**TASK**
Transcribe the listing below verbatim, omitting the pictures.

** start RECORD LIST **

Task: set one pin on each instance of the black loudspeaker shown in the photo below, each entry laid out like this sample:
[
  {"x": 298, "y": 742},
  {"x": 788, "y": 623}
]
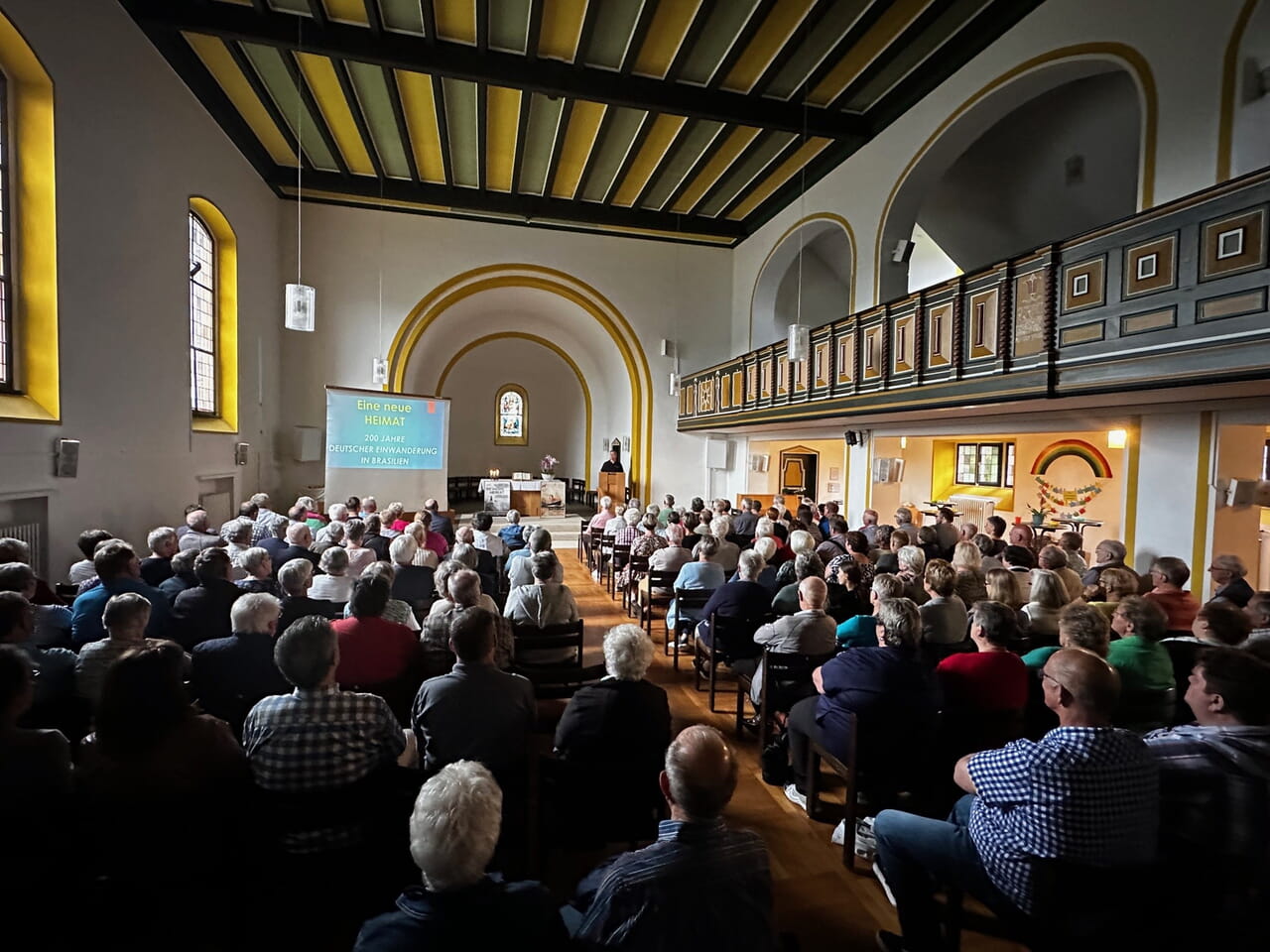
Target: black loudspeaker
[{"x": 66, "y": 458}]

** end RECORD LIST **

**THE OUTPUT**
Task: set one pin on each instance of the black loudspeaker shown in the photo below, each entry laid out like this sample:
[
  {"x": 298, "y": 742},
  {"x": 788, "y": 623}
]
Target: black loudspeaker
[{"x": 66, "y": 458}]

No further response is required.